• [Texto proporcionado]
===

Superticiones, presagios, sortilegios, brujerías: la trascendencia escondida en la cotidianeidad
Felipe Labbé
Es Martes 13, día por antonomasia de la mala suerte mundial. Más de alguna vieja no asoma sus narices a la calle y, probablemente, no tiene la más mínima intención de abandonar sus tibias frazadas. ¿Para qué? Mejor es prevenir que lamentar. Nada hay más saludable que el calor de las sábanas para enfrentar los malos hados. Quisiera pensar en los aeropuertos. No en los aviones, que muy posiblemente ni se enteran del calendario, sino de los rostros incrédulos que dejan sus maletas en las máquinas de los controles de aduana. Todo en sus ojos es confianza, rutina. ¿No pensó esa hermosa señora o dignísimo caballero que no debían viajar en un día como hoy? A ellos, viajeros que abandonan la tierra, no le interesan las superticiones, pues, tal vez, no poseen fundamento. En otra escena urbana, el baile de los utensilios de comida está en el clímax. El menú del día de un restorán despertó el apetito de un hombre sencillo, trabajador, honrado, como abundan en nuestras ciudades. Su paladar, esa inflexible aduana que no tranza con malos gustos, decide que al bocadillo le hace falta un poco de sal. Curiosamente, su mesa está desprovista del divino mineral. Decide pedir el salero a su acompañante. Éste, de fresca mirada, pícaro a fuerza de inocencia, que, por lo demás, no está iniciado en las superticiones populares, sostiene distraídamente el salero hasta que observa que nuestro honrado comensal no se decide a tomar el objeto de sus manos. Insiste. Luego, recibe la observación: "Deja el salero en la mesa, si no quieres discutir conmigo. Por lo demás, dicen que es de mala suerte".
En el mes de Agosto, los gatos negros. Un niño en la calle se detiene asombrado ante la visión de uno de estos felinos, portadores de malos agüeros. El animal cruza la calle, apurado por la bocina de un vehículo. Nuestro niño queda petrificado, inerte. Los ojos desorbitados, decide no dar ni un sólo paso. Una mala jugada y sería el portador de una enfermedad corrosiva, contagiosa y de difícil curación: la mala suerte.
En este pequeño compendio, no pueden faltar los espejos rotos. Es difícil no imaginar a la muchachita vanidosa, ejemplar abundante en estas tierras. Podría gastar horas buscando imperfecciones en su reflejo. Y si la observadora no es muy agraciada, las h oras serían empleadas en buscar alguna pequeña perfección. De pronto, el estruendo. No uno, ni dos: ¡Siete años de mala suerte! Vanidad de vanidades: tragedia de tragedias; haría falta el genio de un Esquilo para retratar la escena. Así ocurre con los vidrios; ellos están cargados con malos hados. ¡Que los amantes en una cena romática no olviden, al chocar sus vasos, mirarse a los ojos, pues serían siete años de mal sexo! Ya tendremos tiempo de hablar acerca de las escaleras.

===

• [Tarea solicitada]
Cambia el nombre "Esquilo" por "Sófocles" en el texto sobre las supersticiones y reproduce todo lo que va desde "En este pequeño" hasta "de las escaleras.".

===

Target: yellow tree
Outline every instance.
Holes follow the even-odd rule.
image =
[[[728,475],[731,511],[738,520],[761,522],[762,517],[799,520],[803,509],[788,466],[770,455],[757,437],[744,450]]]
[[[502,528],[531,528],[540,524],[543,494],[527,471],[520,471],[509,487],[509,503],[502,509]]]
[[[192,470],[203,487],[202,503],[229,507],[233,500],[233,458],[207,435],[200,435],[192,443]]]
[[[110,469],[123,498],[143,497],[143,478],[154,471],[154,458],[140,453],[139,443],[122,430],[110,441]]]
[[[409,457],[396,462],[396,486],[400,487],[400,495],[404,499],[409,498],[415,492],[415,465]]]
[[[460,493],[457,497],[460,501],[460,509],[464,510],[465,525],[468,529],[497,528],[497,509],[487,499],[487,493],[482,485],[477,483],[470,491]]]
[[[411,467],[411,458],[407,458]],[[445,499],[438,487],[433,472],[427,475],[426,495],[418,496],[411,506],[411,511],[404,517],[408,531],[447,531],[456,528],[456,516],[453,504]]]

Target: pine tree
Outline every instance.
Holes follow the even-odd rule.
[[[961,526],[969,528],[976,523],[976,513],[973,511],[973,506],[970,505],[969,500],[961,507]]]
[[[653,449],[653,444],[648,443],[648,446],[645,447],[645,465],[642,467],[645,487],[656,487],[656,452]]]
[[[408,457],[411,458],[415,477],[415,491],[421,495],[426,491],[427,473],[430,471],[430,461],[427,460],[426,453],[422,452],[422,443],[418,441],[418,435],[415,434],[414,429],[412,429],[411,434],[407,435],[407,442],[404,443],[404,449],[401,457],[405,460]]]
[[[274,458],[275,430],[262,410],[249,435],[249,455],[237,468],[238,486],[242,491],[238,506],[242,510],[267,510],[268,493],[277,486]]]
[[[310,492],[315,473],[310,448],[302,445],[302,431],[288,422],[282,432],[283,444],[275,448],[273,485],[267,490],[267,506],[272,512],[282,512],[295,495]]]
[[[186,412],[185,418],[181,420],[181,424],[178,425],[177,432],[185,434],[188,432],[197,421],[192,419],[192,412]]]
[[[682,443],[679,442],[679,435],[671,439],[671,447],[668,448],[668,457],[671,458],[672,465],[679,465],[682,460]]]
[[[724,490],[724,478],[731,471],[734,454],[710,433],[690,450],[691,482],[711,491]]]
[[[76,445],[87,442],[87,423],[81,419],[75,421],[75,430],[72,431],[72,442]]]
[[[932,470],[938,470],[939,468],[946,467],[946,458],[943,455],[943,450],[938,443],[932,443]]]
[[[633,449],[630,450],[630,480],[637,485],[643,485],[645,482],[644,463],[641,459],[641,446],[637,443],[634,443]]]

===

• [Respuesta escrita]
En este pequeño compendio, no pueden faltar los espejos rotos. Es difícil no imaginar a la muchachita vanidosa, ejemplar abundante en estas tierras. Podría gastar horas buscando imperfecciones en su reflejo. Y si la observadora no es muy agraciada, las h oras serían empleadas en buscar alguna pequeña perfección. De pronto, el estruendo. No uno, ni dos: ¡Siete años de mala suerte! Vanidad de vanidades: tragedia de tragedias; haría falta el genio de un Sófocles para retratar la escena. Así ocurre con los vidrios; ellos están cargados con malos hados. ¡Que los amantes en una cena romática no olviden, al chocar sus vasos, mirarse a los ojos, pues serían siete años de mal sexo! Ya tendremos tiempo de hablar acerca de las escaleras.